● ВЫБРАННЫЙ ОТРЫВОК

Действительно, согласно Аристотелю, древнего автора легко обвинить в аморальности, однако во всех случаях это лишь часть общей картины. Для адекватной оценки литературного произведения следует, кроме этических вопросов, рассматривать еще четыре типа проблем, таких как изображение невозможного, неразумного, противоречивого и, наконец, нарушение художественных стандартов ( Поэтика 1460b5 сл.). Произведение искусства следует оценивать по канонам, принятым для произведений искусства, а не с точки зрения бытующей в обществе морали или текущего положения дел в политике («для художественного творения убедительное невозможное лучше неубедительного возможного», 1461b11). Тогда может оказаться, что неразумные или аморальные поступки героев Гомера как раз неплохо отражают его художественный замысел. Так от Порфирия мы узнаем, что, согласно Аристотелю, местные обычаи древних народов могут сильно отличаться от наших. Например, отвратительное с нашей точки зрения поведение Ахилла, надругавшегося над телом Гектора ( Илиада 24.15 сл.), было типично для того времени и подобное поведение до сих пор практикуется в Фессалии (Порфирий, Гомеровские вопросы , MacPhail 258–260; fr. 166 Rose). Ахилл был родом из Фессалии, что объясняет региональную привязку, хотя никакими альтернативными данными о подобном обычае этого региона мы не располагаем. Критика очевидным образом направлена против Платона ( Государство 391b). С точки зрения историка Аристотель подходит и к объяснению того, почему у постели спящего Диомеда стояли копья, воткнутые в землю ( Илиада 10.150 сл.). Это потому, отвечает Стагирит, что Гомер всегда изображает события так, как они были в то время, и подобный обычай вообще характерен для варваров (MacPhail 284–285; fr. 160 Rose). Это место из Илиады Аристотель упоминает и в Поэтике (1461а), отмечая, что так до сих пор поступают иллирийцы.

● ЗАДАЧА
Какой народ, по словам Аристотеля в «Поэтике», до сих пор втыкает копья в землю, как это описано в выбранном отрывке?

● ИСХОДНЫЕ ДАННЫЕ
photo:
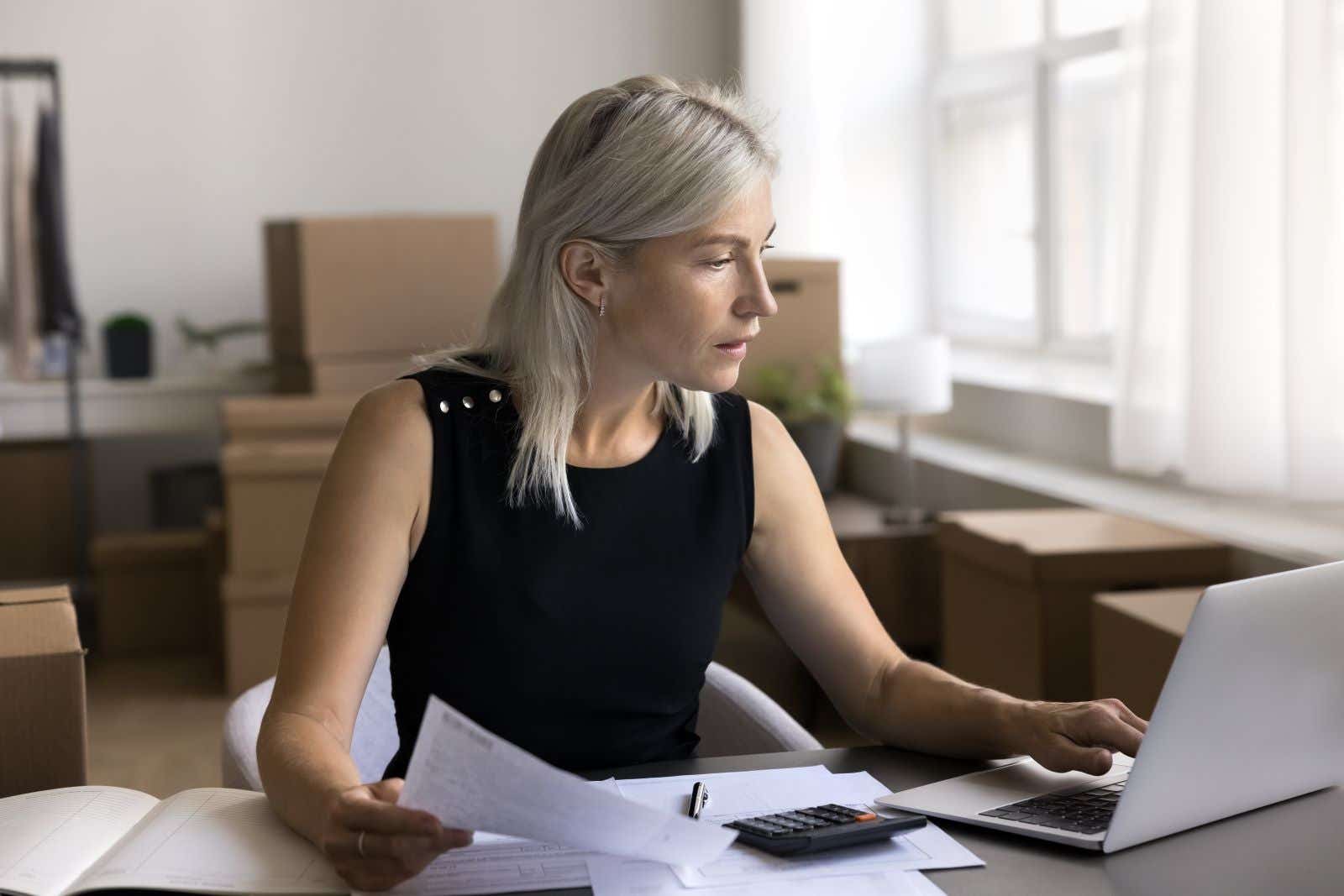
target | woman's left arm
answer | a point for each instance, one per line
(811, 597)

● РЕШЕНИЕ ЗАДАЧИ
Иллирийцы.